TASK GOAL = Retyping the data exactly is the task. Include every line.

[[ LISTED RECORDS open ]]

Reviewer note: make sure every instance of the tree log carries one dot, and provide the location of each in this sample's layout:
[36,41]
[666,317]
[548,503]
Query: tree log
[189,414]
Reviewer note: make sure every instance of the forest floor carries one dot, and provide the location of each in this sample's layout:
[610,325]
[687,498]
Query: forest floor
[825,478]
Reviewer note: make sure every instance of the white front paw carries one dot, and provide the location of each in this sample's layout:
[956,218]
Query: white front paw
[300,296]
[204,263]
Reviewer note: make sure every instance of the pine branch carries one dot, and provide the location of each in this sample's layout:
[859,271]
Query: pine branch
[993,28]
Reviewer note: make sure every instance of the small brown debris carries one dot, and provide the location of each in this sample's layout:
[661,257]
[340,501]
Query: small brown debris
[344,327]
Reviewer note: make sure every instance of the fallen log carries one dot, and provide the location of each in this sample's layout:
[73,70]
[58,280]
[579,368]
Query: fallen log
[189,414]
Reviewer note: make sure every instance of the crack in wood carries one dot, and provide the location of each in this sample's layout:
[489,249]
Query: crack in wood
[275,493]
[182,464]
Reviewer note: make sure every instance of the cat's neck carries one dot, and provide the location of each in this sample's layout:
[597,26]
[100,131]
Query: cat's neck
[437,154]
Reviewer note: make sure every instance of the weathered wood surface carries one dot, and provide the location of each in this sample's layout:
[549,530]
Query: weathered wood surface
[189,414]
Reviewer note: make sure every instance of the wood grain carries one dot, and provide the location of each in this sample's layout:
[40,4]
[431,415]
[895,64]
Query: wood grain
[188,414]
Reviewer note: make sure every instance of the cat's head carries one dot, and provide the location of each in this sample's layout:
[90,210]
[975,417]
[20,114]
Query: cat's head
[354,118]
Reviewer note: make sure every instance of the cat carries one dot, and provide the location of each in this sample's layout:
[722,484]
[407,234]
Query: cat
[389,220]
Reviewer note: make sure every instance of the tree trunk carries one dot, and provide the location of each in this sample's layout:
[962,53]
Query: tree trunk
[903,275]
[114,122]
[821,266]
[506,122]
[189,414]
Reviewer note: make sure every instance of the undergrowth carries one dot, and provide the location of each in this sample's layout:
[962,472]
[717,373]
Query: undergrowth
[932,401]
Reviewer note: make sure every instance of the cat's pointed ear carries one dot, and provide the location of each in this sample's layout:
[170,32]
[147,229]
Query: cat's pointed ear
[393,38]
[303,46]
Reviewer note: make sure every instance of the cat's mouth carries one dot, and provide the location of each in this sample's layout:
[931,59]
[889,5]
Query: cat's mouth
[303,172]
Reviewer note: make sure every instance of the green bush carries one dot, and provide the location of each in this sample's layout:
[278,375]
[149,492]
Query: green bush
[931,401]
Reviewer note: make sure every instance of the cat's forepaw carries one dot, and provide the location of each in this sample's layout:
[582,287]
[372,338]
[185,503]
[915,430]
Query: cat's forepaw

[[ LISTED RECORDS closed ]]

WRITTEN RESPONSE =
Reviewer note: make sure every instance of the tree log carries one dot, and provide the location of each in this sample's layout:
[36,41]
[666,317]
[548,503]
Query: tree log
[189,414]
Reviewer note: make sure every instance of the forest floor carries one dot, and provide the location of each in this sample's layout:
[610,325]
[687,498]
Query: forest floor
[825,478]
Reviewer note: make sure every instance of the white front paw carries one dot, and provide the location of each in this sample's layout:
[956,218]
Query: white front paw
[300,296]
[204,263]
Reviewer note: make sure every instance of the pine branch carries one dot, and provide the location of each in this sample's layout:
[859,271]
Query: pine branch
[993,28]
Reviewer note: make sure every instance of the small brown debris carries one dot, and provide the location of each in this sample's layout:
[661,257]
[340,501]
Query: small brown debris
[344,327]
Reviewer note: make sure every instance of the fallen log carries one dot, and provide the location of each in this sample's layout:
[73,70]
[58,280]
[579,368]
Query: fallen log
[189,414]
Reviewer note: make sure every instance of the crack in wood carries one dot, and provide the location of each in this sample's layout:
[489,249]
Query: crack in wood
[275,493]
[182,464]
Reviewer note: make sure every instance of the cat's neck carries one dot, and provide the location of each in this sample's layout:
[597,26]
[100,131]
Query: cat's neck
[437,154]
Reviewer note: make sure every instance of the weathered wood surface carries one dot, and provide the location of each in this sample's layout:
[549,530]
Query: weathered wood surface
[189,414]
Reviewer note: make sure every instance of the wood grain carries one dot, and provide the location of each in this sample's layout:
[40,4]
[431,415]
[895,64]
Query: wood grain
[188,414]
Reviewer note: make sure every instance of the cat's head carries one dot, and provide the location of each in this sample's layout:
[90,210]
[975,417]
[20,114]
Query: cat's head
[354,118]
Reviewer note: make sure every instance of the cat carries one dot, and provide the location of each in this sample's layout:
[722,484]
[407,234]
Query: cat
[389,220]
Reviewer note: make sure every instance of the tree trunk carries one dot, and provide the location of each in this sample's layout:
[962,53]
Query: tree trunk
[903,275]
[114,122]
[821,266]
[506,122]
[189,414]
Reviewer note: make sure every instance of the undergrowth carries one dot, and provide the location of each in this sample's layout:
[962,472]
[717,373]
Query: undergrowth
[932,401]
Reviewer note: make sure every instance of the cat's pointed ear carries one dot, and provide the location of each in this sample's layout:
[170,32]
[147,229]
Query: cat's pointed ear
[393,38]
[303,46]
Reviewer note: make sure every instance of the cat's mouth carries one dot, and provide the location of each in this sample's layout:
[931,59]
[889,5]
Query: cat's mouth
[303,172]
Reviewer note: make sure every instance of the green bush carries one dot, and provide the location of each in this sample's layout:
[278,375]
[149,492]
Query: green bush
[931,401]
Reviewer note: make sure every instance of the cat's forepaw carries one dot, and provide the location of each in this sample's layout:
[582,287]
[372,338]
[185,503]
[915,430]
Query: cat's forepaw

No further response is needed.